- The exercise -
Lay out the data from the line containing "task | put one marker on every instance of the dumbbell" down to the line containing "x=946 y=206" as a two-column CSV with the headers instruction and coordinates. Put each text and its answer on one row, each in its own quoted field, with line breaks replaced by spaces.

Recorded data
+++
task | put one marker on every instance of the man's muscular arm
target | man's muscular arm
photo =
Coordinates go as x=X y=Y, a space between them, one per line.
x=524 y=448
+++
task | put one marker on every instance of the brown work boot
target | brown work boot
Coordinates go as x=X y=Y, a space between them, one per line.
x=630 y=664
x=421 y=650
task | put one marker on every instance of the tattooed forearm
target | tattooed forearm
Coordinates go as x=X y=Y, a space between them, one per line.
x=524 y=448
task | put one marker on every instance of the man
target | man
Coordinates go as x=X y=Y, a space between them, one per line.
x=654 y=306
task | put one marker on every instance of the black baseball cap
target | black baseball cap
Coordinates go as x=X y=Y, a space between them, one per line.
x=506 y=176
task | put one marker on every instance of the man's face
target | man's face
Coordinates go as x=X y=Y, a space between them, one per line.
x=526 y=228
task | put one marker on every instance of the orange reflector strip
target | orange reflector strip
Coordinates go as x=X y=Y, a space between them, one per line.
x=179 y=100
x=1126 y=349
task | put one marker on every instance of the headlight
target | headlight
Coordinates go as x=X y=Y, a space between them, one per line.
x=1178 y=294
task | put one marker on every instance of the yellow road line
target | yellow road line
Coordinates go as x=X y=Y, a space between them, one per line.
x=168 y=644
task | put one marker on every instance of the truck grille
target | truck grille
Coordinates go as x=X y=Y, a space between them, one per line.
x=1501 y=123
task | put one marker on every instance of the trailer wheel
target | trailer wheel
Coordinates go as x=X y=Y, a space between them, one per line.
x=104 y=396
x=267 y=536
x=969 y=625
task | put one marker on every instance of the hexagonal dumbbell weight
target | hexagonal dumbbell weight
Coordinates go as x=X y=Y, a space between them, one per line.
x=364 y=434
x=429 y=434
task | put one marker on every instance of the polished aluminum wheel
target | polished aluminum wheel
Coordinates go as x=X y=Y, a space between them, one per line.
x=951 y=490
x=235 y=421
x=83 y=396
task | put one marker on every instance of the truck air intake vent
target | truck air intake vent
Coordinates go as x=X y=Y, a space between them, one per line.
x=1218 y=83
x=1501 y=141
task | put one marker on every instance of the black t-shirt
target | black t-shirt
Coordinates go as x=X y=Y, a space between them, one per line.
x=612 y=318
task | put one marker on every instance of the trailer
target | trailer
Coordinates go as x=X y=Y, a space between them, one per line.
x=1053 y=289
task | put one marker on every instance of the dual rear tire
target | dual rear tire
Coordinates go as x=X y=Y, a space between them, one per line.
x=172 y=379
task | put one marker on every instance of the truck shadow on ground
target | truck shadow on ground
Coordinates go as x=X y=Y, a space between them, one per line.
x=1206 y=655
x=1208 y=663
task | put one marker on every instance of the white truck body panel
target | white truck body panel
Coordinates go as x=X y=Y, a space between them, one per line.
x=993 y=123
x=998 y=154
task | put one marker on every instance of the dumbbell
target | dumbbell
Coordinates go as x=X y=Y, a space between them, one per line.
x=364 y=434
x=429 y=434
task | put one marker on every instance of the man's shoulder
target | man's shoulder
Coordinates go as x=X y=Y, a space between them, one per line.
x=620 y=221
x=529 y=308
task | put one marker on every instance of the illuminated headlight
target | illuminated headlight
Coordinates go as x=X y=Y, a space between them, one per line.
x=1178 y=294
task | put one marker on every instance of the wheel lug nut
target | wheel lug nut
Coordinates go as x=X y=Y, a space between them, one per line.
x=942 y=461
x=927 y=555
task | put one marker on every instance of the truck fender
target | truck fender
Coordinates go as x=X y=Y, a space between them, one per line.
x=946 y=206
+++
- Response to the task -
instruction,coordinates
"task | put one marker on every instance of the dumbbell target | dumbbell Coordinates go as x=X y=Y, a space between them, one per line.","x=364 y=434 x=429 y=434"
"task | put one marker on every instance of the man's shoulder target | man's shoulder Coordinates go as x=X y=Y, a space between them, one per line.","x=620 y=221 x=529 y=308"
"task | put one marker on every instance of the illuminated headlight target | illuminated headlight Coordinates go as x=X y=Y, a space between them, one per line.","x=1178 y=294"
"task | put one marker on every instance of the wheel lug nut target | wheel lug nut Coordinates go as x=X y=Y, a space between them, one per line.","x=942 y=461 x=927 y=555"
"task | put one marker on every instance of the truck fender target | truck fender Coordinates go as x=X y=Y, a space between them, one per line.","x=946 y=206"